Which lines to output? The line containing "Target: snow-covered roof" and every line after it in the data below, each copied exactly.

START The records

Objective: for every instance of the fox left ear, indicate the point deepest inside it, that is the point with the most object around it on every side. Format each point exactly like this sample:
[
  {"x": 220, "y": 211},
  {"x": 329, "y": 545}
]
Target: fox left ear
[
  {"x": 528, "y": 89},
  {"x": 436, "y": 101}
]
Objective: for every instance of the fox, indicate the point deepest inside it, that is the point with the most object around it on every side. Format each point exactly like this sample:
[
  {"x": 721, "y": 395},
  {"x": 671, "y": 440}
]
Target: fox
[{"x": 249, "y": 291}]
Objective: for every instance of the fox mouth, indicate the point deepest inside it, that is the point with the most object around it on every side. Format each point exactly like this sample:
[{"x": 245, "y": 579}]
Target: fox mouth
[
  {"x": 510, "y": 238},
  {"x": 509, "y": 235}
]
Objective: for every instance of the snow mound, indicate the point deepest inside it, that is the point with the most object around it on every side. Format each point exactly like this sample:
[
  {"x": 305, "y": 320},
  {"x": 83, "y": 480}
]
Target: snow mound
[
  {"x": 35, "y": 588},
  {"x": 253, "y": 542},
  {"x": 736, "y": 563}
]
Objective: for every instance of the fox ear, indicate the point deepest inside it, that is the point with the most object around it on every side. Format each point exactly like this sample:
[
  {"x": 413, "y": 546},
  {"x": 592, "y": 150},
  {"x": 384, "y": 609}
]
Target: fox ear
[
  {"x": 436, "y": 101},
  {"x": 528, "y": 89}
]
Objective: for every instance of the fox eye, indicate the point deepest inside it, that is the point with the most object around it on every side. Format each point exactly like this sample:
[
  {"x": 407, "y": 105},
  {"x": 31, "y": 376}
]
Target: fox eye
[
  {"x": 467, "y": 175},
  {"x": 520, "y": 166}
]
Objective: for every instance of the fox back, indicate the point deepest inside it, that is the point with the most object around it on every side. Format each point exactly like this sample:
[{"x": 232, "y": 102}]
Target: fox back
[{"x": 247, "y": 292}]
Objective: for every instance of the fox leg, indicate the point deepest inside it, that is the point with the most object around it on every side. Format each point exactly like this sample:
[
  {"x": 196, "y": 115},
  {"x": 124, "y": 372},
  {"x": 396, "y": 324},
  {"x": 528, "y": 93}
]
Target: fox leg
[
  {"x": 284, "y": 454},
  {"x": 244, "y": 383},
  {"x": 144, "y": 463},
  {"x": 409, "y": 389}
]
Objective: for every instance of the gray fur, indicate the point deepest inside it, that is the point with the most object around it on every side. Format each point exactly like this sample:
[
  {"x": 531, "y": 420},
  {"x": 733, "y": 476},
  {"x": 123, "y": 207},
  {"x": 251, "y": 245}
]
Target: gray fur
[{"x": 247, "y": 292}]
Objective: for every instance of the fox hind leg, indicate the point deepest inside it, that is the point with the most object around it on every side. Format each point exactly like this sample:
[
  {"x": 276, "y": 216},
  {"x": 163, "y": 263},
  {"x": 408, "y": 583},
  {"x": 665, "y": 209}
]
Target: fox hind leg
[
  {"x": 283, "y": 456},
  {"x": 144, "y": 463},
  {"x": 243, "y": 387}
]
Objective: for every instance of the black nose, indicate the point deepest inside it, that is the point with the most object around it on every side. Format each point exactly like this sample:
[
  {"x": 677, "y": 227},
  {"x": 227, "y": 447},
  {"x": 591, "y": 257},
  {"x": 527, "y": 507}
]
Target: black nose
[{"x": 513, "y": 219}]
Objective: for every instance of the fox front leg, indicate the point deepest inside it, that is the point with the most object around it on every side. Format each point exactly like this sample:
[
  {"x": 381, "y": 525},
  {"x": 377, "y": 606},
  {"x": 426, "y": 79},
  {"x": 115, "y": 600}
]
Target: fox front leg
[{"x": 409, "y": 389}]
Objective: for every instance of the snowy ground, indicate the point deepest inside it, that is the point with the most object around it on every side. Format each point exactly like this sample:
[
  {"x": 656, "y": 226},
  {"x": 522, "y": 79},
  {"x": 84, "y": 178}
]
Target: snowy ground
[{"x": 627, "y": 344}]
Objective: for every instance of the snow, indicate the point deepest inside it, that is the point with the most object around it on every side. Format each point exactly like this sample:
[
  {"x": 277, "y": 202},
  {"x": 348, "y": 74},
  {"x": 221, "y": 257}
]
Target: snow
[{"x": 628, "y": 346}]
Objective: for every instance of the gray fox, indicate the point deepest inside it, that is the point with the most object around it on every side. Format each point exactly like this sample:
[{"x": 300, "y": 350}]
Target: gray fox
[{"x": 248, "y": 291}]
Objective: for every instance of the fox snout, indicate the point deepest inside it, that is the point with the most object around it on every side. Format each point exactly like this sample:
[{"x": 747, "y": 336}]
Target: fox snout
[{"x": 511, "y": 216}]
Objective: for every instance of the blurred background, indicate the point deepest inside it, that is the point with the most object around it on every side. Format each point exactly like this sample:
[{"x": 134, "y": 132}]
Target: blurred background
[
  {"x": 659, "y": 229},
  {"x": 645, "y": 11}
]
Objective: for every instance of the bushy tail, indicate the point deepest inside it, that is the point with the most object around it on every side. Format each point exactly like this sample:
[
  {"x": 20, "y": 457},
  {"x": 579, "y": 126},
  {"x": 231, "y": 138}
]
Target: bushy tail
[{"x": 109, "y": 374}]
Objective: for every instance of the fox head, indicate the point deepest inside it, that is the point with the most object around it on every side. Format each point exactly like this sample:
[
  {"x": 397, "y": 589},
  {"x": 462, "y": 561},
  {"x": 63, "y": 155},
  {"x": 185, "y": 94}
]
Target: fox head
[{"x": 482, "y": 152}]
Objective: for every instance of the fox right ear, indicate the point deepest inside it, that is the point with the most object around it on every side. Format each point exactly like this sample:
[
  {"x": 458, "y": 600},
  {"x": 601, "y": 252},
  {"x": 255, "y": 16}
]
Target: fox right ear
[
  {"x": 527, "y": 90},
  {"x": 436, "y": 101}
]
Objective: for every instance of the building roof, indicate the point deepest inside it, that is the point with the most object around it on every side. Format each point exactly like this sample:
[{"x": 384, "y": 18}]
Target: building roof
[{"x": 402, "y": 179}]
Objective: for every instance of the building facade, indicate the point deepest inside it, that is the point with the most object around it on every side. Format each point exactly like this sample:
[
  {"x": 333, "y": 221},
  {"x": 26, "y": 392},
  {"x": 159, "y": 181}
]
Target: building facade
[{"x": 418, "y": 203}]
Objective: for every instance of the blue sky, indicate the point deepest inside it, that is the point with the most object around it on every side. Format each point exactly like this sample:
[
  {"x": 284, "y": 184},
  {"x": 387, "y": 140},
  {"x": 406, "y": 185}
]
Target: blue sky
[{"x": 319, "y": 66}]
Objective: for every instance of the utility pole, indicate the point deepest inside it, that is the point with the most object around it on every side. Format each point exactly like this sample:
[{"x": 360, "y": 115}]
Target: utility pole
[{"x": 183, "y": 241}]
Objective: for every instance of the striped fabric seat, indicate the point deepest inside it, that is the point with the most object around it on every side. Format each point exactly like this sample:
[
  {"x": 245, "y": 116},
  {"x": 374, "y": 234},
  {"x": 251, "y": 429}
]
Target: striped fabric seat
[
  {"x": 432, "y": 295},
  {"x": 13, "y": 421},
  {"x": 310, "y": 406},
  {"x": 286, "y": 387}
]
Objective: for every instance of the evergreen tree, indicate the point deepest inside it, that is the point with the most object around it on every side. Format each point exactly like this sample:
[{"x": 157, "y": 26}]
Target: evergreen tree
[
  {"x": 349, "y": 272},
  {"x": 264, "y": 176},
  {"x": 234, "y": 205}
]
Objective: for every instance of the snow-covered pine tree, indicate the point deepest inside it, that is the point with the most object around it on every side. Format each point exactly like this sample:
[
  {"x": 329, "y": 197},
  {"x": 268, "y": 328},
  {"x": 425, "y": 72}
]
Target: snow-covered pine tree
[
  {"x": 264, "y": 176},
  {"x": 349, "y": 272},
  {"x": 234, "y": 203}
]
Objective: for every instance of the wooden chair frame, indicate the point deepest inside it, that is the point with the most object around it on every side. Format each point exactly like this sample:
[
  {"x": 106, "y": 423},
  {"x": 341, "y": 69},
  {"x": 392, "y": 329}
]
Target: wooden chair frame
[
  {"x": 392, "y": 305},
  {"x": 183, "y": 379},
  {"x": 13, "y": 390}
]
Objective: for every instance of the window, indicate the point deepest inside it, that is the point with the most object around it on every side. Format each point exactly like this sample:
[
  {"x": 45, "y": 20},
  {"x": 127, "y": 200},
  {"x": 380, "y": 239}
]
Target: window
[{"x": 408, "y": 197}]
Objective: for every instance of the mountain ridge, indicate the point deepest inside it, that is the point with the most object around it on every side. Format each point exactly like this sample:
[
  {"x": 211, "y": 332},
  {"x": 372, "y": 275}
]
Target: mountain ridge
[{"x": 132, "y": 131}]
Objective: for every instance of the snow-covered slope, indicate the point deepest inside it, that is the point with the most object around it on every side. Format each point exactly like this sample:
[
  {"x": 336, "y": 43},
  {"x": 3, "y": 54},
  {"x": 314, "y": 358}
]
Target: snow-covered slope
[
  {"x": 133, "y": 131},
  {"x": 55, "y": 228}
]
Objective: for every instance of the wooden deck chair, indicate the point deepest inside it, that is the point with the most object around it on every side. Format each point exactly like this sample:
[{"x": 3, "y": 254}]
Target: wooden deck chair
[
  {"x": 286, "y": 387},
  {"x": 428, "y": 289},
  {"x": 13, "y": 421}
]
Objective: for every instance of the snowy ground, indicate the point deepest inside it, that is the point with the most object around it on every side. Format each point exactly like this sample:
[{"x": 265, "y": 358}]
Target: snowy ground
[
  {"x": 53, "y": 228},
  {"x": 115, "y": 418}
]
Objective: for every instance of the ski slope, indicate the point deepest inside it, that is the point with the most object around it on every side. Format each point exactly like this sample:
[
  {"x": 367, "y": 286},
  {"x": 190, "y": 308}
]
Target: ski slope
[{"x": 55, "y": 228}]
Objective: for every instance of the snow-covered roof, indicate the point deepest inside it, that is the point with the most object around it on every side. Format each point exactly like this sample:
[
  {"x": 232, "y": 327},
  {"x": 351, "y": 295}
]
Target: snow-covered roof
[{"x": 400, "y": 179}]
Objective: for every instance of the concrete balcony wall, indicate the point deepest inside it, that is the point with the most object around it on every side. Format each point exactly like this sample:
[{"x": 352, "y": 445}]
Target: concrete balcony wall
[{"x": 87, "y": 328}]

END The records

### Solution
Target: snow-covered roof
[{"x": 400, "y": 179}]
Objective: for every instance of the concrete balcony wall, indicate the point deepest inside it, that is the point with the most object around it on every side. Format each point exactly like this sample:
[{"x": 352, "y": 445}]
Target: concrete balcony wall
[{"x": 87, "y": 328}]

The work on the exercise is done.